Bemerkungen zu Nord-Korea (solange es noch existiert)
• Wäre
der Raketentest zum 100. Geburtstags seines Staatgründers
»Kim Die Sonne« (Kim Il Sung) erfolgreich verlaufen, dann
hätte Nord-Korea wenigstens so tun können, als könne es
die USA damit ernstlich bedrohen. Das jedenfalls ist die
Einschätzung von Militärbeobachtern in Rußland und
China. Bei allen Anstrengungen, die man in Pjöngjang für
nötig hält, waffentechnisch nicht bloß mit
Süd-Korea, sondern eben auch mit den Großmächten,
insbesondere dem imperialistischen Feind USA einigermaßen
mithalten zu können, ist die militärische Diskrepanz allen
Experten zufolge nur allzu deutlich.
Ohne mit Waffentechnik im einzelnen vertraut zu sein, kann man es auch
so betrachten: Warum hält Nord-Korea 1,2 Millionen Mann unter
Waffen? Es werden doch längst keine größeren Kriege
– und um einen solchen ginge es ja auf der koreanischen Halbinsel
– mehr erfolgversprechend mit der puren Masse an Menschenmaterial
geführt! Und überhaupt: Warum läßt sich dieser
Staat überhaupt in die Aufrüstung dermaßen treiben,
daß sein Aufwand dafür in immer krasserem Gegensatz dazu
steht, was für das angeblich von seiner Führung so geliebte
Volk dabei herausschaut: Diese Problematik räumt der neue
Staatschef Kim Jong Un ja selber ein:
"Es ist die feste Entschluß der Partei der Arbeiter Koreas,
unserem Volk, dem besten Volk in der Welt, das loyal gegenüber der
Partei geblieben ist, zu ermöglichen, alle Schwierigkeiten zu
überwinden, zu leben, ohne seinen Gürtel noch länger
enger schnallen zu müssen, und umfasssend Reichtum und Wohlstand
unter dem Sozialismus zu genießen." (aus der Rede, KCNA [Korean Central News Agency] v. 15.04.12, Üb. KoKa)

» DIE DATEN:
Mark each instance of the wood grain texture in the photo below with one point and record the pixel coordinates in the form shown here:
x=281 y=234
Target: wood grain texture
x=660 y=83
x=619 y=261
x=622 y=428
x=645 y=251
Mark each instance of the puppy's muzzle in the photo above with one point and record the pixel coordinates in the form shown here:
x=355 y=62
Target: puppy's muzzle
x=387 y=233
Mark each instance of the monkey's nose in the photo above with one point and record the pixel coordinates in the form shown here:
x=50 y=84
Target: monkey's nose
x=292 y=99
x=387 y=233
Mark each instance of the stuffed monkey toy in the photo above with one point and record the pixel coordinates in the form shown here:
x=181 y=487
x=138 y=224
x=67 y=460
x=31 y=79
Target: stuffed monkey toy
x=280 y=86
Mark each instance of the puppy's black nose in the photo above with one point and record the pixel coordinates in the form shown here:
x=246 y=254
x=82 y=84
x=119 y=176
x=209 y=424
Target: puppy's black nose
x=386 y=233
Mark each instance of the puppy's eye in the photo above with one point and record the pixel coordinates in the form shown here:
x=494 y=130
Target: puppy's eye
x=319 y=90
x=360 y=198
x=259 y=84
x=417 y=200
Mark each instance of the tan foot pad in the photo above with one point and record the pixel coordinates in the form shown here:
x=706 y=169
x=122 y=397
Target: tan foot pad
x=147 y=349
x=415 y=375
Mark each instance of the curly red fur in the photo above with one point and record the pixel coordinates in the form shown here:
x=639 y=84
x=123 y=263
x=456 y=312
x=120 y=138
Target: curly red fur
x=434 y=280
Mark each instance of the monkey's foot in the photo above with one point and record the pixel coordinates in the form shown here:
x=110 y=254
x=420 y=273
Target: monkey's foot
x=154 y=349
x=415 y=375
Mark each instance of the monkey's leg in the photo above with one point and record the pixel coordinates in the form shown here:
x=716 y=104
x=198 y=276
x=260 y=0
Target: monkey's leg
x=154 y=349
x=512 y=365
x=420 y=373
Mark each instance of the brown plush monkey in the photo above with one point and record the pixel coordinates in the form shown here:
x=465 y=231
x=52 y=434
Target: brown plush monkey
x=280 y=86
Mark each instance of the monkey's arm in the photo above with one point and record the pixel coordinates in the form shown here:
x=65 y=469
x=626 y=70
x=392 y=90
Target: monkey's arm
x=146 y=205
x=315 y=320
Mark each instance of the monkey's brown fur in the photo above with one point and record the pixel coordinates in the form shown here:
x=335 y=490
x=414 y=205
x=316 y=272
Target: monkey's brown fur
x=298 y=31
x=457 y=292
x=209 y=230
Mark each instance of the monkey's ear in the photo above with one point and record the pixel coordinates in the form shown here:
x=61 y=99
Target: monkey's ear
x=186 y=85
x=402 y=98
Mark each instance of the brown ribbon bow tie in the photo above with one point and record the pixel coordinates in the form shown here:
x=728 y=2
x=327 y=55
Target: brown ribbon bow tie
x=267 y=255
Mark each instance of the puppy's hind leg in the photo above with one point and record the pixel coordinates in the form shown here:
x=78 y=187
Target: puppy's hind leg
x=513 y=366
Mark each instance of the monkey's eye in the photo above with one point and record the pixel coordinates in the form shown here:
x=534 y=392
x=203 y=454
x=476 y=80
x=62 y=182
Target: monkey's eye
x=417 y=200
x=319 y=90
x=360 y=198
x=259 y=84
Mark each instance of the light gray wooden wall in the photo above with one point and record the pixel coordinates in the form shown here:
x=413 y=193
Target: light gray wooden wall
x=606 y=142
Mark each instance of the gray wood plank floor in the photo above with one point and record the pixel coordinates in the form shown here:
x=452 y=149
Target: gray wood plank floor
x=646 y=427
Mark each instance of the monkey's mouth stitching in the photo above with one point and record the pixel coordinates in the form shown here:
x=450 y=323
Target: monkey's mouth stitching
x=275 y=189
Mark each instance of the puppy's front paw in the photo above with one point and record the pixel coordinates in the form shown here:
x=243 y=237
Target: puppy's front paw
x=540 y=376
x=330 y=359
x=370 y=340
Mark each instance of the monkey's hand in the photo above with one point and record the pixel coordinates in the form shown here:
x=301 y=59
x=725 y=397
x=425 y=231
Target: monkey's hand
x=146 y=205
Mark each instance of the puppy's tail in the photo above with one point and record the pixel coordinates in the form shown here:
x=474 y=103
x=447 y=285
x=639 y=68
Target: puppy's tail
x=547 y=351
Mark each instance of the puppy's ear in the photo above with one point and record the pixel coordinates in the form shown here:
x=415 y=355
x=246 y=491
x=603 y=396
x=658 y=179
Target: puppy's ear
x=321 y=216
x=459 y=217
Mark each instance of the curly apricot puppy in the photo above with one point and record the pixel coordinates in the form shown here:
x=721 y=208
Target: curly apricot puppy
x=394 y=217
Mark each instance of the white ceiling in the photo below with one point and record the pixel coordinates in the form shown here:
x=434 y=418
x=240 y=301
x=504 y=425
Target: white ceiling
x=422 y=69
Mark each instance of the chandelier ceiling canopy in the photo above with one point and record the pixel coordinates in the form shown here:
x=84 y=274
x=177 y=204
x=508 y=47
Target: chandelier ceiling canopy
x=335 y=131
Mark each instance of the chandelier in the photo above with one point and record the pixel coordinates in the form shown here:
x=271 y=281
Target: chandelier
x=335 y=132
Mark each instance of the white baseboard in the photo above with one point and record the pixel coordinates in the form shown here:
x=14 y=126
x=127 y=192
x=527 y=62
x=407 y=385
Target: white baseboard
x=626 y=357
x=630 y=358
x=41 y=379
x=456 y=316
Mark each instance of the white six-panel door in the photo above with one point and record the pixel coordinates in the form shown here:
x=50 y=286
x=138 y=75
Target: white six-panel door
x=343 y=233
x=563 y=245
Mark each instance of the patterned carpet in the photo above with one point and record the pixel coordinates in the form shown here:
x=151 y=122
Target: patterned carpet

» GEGEBENE AUFGABE A:
Beantworte zum Artikel über Nord-Korea:
(i) Wie viele Mann hält Nord-Korea laut dem Artikel unter Waffen?
(ii) Aus welchen beiden Ländern stammen die Militärbeobachter, deren Einschätzung der Artikel wiedergibt?
(iii) Welches Datum nennt die Quellenangabe zur zitierten Rede?
» GEGEBENE AUFGABE B:
Benenne in den Datensätzen im Abschnitt von der Zeile mit „Mark each instance of the white baseboard“ bis einschließlich der Zeile mit „x=563 y=245“ bitte „white“ in „gray“ um. Gib nur diese Zeilen wieder und lass alles andere unverändert.
Artikel und Datensätze haben nichts miteinander zu tun.

» ANTWORT A:
(i) 1,2 Millionen Mann
(ii) Rußland und China
(iii) 15.04.12

» ANTWORT B:
Mark each instance of the gray baseboard in the photo above with one point and record the pixel coordinates in the form shown here:
x=14 y=126
x=127 y=192
x=527 y=62
x=407 y=385
Target: gray baseboard
x=626 y=357
x=630 y=358
x=41 y=379
x=456 y=316
Mark each instance of the gray six-panel door in the photo above with one point and record the pixel coordinates in the form shown here:
x=50 y=286
x=138 y=75
Target: gray six-panel door
x=343 y=233
x=563 y=245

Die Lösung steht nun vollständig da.